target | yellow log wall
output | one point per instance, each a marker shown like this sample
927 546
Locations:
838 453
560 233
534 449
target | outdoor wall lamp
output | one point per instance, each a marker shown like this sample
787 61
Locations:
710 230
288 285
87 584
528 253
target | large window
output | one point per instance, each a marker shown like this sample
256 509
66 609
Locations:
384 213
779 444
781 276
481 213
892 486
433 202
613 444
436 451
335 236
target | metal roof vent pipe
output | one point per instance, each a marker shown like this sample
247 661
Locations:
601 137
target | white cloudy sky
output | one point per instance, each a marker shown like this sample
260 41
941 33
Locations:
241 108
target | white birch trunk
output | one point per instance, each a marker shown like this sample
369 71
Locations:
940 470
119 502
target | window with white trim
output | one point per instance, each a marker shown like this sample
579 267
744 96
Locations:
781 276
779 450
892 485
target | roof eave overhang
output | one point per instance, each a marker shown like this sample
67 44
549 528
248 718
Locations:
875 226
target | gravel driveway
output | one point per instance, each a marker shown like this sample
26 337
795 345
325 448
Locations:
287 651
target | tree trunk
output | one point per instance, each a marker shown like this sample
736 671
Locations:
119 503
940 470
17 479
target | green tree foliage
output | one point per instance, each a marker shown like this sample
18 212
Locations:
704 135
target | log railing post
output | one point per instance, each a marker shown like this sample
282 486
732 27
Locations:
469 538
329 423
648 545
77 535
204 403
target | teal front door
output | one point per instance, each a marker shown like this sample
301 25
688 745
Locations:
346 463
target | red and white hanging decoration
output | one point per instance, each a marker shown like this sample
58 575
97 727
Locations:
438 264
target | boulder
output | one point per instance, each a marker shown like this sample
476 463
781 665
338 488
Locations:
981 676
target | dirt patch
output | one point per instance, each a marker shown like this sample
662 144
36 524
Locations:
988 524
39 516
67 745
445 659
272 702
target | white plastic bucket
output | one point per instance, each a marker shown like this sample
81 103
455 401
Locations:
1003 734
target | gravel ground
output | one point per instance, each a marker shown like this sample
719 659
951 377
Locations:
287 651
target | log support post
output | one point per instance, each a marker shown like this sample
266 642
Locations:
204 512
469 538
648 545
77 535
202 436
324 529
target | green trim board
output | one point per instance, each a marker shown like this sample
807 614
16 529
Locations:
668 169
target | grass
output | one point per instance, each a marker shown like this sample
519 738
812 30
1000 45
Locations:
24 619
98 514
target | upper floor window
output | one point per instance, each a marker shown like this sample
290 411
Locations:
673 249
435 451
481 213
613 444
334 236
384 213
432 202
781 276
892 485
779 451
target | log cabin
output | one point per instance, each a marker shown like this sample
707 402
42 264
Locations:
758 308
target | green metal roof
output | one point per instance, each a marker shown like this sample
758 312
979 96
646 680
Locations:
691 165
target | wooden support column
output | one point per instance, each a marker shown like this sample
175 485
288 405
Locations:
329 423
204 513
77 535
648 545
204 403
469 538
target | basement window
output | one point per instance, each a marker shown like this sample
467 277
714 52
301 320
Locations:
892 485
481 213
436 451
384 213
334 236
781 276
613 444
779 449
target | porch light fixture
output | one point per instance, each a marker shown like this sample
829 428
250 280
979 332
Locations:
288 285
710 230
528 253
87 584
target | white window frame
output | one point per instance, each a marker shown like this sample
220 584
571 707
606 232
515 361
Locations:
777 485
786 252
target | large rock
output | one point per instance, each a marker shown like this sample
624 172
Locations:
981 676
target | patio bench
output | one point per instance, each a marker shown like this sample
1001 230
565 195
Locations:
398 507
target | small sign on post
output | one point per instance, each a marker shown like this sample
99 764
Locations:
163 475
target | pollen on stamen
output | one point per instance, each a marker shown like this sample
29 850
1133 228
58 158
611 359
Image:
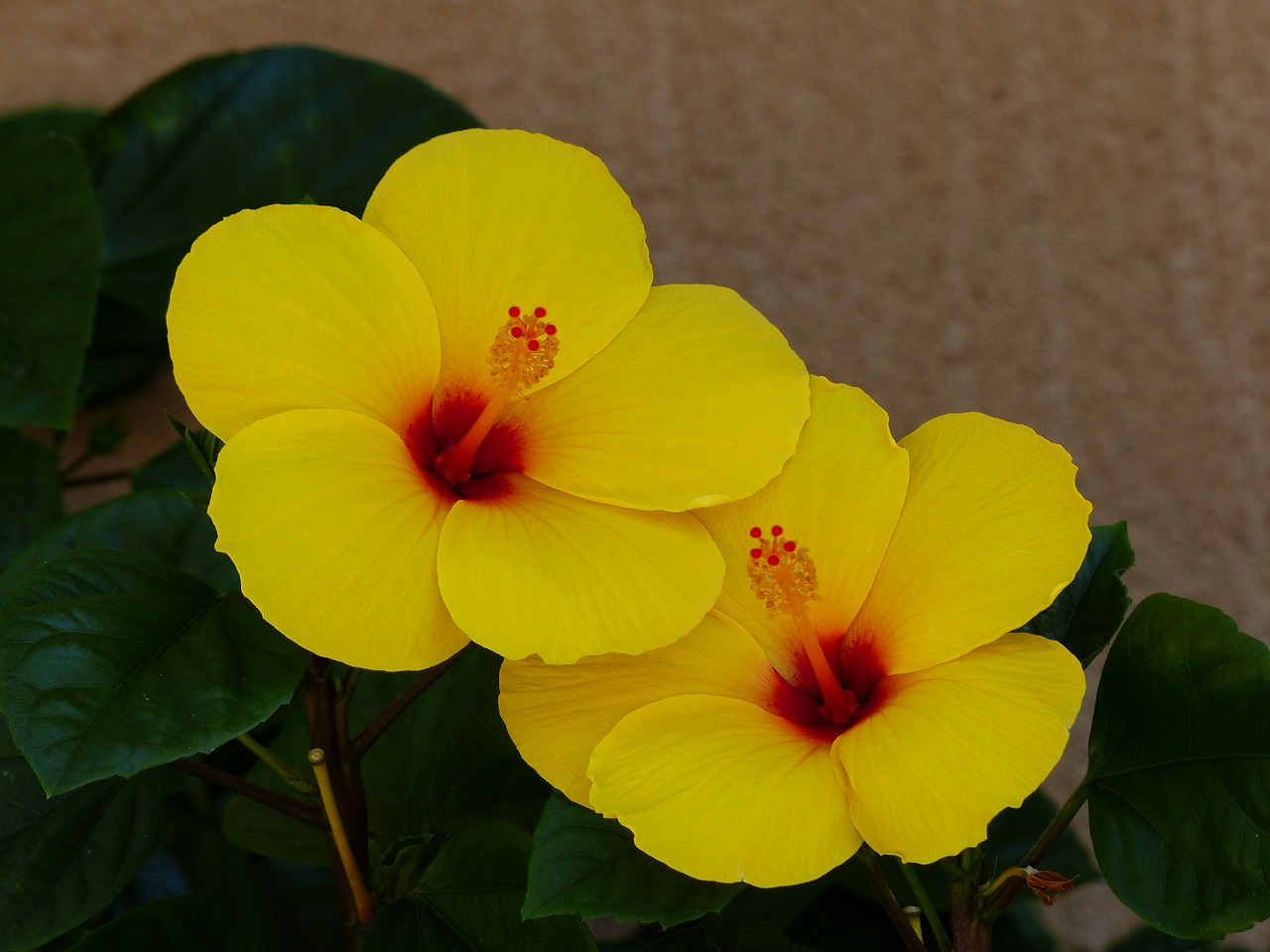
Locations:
524 350
781 574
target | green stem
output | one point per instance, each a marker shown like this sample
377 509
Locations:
912 943
277 765
1005 895
924 900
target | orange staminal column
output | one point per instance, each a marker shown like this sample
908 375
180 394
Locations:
783 576
524 353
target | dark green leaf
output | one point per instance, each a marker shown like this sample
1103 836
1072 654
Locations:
113 662
471 765
186 923
243 131
468 898
172 468
31 493
1014 832
585 865
64 860
695 939
471 769
1087 612
1147 939
1180 770
41 123
50 271
159 525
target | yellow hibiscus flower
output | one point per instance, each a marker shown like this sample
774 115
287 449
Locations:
857 682
467 414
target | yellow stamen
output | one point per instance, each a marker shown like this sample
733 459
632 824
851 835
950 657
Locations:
524 353
783 576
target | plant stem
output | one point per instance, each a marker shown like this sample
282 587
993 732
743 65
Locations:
1005 895
278 801
889 904
361 895
111 476
277 765
924 900
384 720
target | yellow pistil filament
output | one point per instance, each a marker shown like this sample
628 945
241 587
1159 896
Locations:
524 353
783 576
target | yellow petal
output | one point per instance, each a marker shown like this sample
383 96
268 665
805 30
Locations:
838 495
299 307
558 714
991 532
698 402
534 571
334 534
952 746
498 218
722 789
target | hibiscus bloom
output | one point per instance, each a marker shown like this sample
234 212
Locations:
857 682
467 414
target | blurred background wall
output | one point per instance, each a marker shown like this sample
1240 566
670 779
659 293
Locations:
1057 213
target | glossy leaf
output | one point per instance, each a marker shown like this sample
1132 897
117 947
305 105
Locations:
113 662
64 858
1179 775
241 131
1087 612
44 122
1014 832
159 525
50 271
470 767
587 865
31 493
468 898
186 923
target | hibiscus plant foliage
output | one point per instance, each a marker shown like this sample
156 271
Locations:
178 772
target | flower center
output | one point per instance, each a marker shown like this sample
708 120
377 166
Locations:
783 576
524 353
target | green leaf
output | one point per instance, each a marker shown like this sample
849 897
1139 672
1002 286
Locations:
64 858
186 923
243 131
159 525
1180 770
50 271
468 898
470 770
1087 612
171 468
31 492
40 123
587 865
1147 939
113 662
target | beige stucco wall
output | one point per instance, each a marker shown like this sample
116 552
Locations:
1058 213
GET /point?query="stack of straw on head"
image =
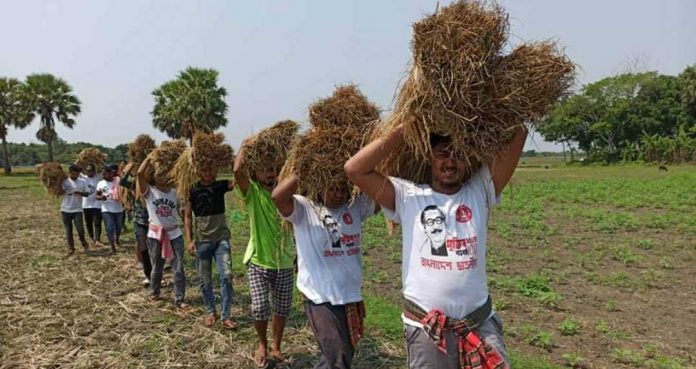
·····
▸ **WORK ORDER**
Go through the entries and return each line where the word "window" occurs.

▸ **SOLUTION FOR THIS PROBLEM**
target | large window
target | window with white trim
target | upper floor window
target | basement window
target | white window frame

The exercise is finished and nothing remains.